● **EXERCISE REQUIREMENTS**
Copy each line below in which the word "turbine" occurs.

• • • •

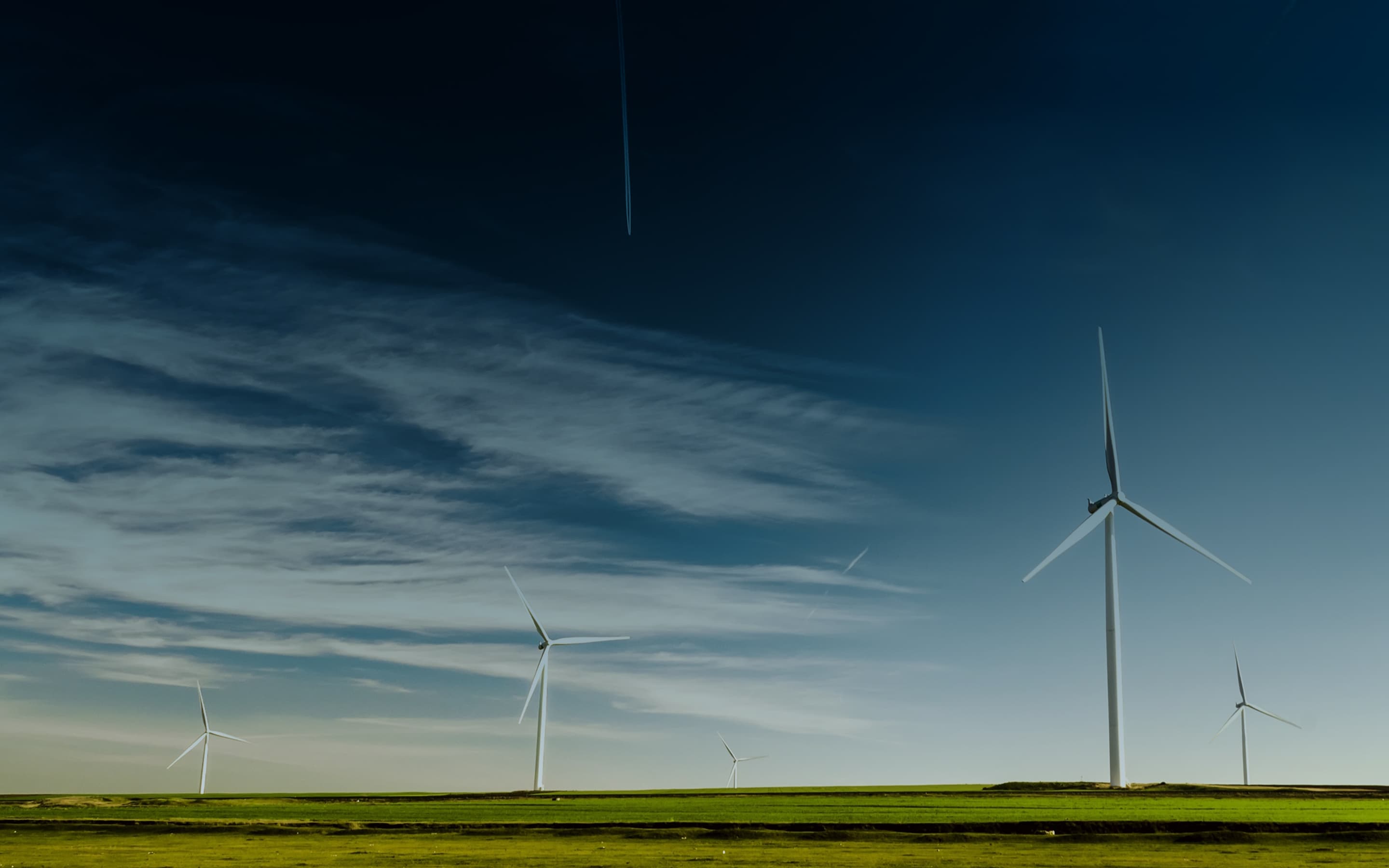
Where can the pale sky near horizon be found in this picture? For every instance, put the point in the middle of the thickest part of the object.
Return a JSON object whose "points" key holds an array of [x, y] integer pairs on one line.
{"points": [[291, 377]]}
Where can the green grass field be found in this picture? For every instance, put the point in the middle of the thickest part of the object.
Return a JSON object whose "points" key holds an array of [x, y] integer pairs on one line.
{"points": [[1153, 827], [971, 809], [54, 849]]}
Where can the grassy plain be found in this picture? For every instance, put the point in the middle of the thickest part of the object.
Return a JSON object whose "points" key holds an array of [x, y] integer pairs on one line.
{"points": [[951, 827], [59, 849], [1152, 809]]}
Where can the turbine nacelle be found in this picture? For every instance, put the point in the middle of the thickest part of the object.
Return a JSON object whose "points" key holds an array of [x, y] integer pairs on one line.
{"points": [[1092, 506]]}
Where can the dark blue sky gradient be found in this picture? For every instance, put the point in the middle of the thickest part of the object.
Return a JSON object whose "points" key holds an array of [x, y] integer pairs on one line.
{"points": [[899, 227]]}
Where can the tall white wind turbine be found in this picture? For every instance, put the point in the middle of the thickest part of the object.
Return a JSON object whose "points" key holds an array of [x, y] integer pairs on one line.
{"points": [[733, 775], [204, 739], [1103, 512], [1239, 710], [541, 671]]}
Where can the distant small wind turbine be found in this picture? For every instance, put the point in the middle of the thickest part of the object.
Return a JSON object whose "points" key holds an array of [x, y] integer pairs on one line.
{"points": [[204, 739], [733, 775], [541, 679], [1239, 710], [1103, 512]]}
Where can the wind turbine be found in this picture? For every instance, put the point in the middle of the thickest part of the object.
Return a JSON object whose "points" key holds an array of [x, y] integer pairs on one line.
{"points": [[541, 679], [1103, 512], [204, 739], [1239, 709], [733, 775]]}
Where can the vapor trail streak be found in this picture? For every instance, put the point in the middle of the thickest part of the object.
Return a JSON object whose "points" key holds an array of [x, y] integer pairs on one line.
{"points": [[845, 573], [627, 159]]}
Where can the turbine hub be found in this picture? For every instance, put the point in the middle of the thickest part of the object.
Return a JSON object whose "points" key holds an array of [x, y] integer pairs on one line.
{"points": [[1099, 503]]}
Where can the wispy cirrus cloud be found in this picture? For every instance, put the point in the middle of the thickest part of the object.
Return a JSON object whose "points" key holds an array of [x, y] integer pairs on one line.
{"points": [[299, 448], [371, 684]]}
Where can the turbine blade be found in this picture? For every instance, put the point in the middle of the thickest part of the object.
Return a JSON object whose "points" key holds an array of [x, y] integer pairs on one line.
{"points": [[196, 742], [1089, 524], [1273, 716], [588, 639], [1228, 721], [535, 681], [855, 561], [534, 620], [1238, 677], [1169, 529], [1112, 460]]}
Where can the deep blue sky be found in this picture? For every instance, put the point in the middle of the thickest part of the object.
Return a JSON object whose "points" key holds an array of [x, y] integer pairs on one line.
{"points": [[314, 318]]}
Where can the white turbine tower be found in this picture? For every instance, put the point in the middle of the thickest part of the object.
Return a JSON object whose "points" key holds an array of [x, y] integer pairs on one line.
{"points": [[1103, 512], [204, 739], [541, 670], [1239, 710], [733, 775]]}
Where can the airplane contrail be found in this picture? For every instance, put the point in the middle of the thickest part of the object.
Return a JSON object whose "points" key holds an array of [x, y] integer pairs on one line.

• • • •

● **SOLUTION FOR THIS TASK**
Where can the turbine nacelle be found in this picture? For every instance, put the point in the middle of the thickest part of the object.
Where can the tall white wind turbine be found in this picture? For every instance, put the point in the middle of the thickest part of the object.
Where can the distant small wind turbine be found in this picture? For every instance, put the point in the middle of the thickest part of the object.
Where can the wind turbine be found in this picture? For every instance, put the point in the middle of the thickest part of the object.
Where can the turbine hub be found in this picture? For every instance, put the point in the middle of the thickest part of the object.
Where can the turbine blade be found in this picture? For every instance, put the point in the middle of the thickest part of the object.
Where can the white turbine tower be found in this picture? For every instance, put the point in the middle of the thickest part of the object.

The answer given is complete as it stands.